## ASSIGNMENT:
What is the number of lines in the entries that contain the word "window"? Answer with that figure alone.

===== EXERCISE DATA =====

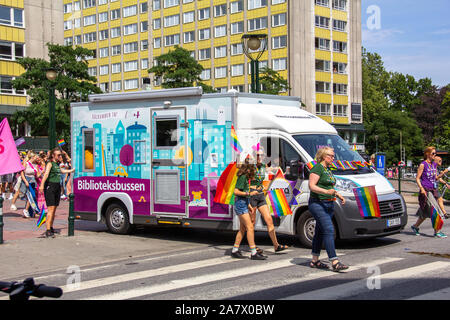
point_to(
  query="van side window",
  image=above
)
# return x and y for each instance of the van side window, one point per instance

=====

## ANSWER SECTION:
2